* [What needs to be done]
Lines before the one containing "of the man's" are excluded. Repeat that line and every line after it, exactly.

• • •

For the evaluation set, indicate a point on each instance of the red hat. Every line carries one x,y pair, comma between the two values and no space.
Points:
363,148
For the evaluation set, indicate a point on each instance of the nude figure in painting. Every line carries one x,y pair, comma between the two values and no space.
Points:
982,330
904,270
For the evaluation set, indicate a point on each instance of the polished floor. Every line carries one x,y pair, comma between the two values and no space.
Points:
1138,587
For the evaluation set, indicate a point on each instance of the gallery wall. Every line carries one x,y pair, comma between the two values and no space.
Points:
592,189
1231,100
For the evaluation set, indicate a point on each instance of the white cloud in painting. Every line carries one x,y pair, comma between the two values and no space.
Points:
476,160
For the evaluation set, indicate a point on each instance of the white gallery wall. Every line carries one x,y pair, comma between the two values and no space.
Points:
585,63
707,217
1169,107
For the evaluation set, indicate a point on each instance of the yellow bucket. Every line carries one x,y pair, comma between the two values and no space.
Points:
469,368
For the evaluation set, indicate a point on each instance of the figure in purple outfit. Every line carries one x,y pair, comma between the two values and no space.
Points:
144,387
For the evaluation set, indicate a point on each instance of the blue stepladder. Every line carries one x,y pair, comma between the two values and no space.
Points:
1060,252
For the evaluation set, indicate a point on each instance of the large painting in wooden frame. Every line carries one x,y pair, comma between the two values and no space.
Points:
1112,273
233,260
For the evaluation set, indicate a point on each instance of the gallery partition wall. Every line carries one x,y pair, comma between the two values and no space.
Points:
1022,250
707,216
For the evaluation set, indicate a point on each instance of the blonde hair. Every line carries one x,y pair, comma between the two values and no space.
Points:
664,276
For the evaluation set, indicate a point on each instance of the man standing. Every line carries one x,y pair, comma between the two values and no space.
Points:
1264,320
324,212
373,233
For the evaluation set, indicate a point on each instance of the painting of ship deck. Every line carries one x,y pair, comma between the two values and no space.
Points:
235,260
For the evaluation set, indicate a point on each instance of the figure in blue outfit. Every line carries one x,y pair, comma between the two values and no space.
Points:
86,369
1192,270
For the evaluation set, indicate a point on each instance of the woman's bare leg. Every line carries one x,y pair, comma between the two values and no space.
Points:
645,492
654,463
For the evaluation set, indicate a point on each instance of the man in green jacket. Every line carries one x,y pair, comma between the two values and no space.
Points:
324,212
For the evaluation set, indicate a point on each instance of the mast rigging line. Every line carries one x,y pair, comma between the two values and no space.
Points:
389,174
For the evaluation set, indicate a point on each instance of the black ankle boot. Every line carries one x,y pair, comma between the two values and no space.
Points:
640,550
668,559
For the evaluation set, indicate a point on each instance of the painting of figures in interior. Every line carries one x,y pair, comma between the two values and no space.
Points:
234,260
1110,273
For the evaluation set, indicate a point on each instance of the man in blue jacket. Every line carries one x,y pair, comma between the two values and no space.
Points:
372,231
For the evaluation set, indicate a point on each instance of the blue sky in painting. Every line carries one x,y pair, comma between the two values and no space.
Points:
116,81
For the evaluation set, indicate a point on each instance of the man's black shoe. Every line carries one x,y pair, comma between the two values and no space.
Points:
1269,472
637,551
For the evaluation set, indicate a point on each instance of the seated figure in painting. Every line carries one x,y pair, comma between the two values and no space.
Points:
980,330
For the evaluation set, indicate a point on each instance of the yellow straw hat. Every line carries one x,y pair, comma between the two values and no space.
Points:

• • •

* [Written answer]
For the evaluation set, indicate a point on each instance of the man's black shoe. Every line carries one x,y pair, comma between the two values and no space.
Points:
1269,472
637,551
For the evaluation set, indicate a point on each instance of the seated figure in painting. Every line carries one x,y pair, comma between the two values and no space.
Points:
980,330
For the evaluation set, indicate a point on each instance of the yellow straw hat. Every line carries one x,y pair, comma between the two values and no space.
Points:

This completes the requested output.